Aim of the exercise -
Please copy the material below line for line, keeping every character unchanged.
─── Material for the task
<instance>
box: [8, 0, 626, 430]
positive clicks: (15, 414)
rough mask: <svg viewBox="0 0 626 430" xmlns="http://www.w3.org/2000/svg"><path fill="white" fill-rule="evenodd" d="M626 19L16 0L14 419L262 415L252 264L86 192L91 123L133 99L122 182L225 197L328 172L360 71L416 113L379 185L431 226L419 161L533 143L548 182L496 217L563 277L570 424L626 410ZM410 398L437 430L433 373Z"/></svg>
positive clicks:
──────
Your solution -
<instance>
box: [8, 0, 626, 430]
positive clicks: (15, 414)
rough mask: <svg viewBox="0 0 626 430" xmlns="http://www.w3.org/2000/svg"><path fill="white" fill-rule="evenodd" d="M626 19L16 0L14 419L262 415L252 264L86 192L91 123L133 99L122 182L225 197L328 172L360 71L416 113L379 185L431 226L419 161L533 143L548 182L496 217L563 277L570 424L626 410ZM410 398L437 430L433 373Z"/></svg>
positive clicks:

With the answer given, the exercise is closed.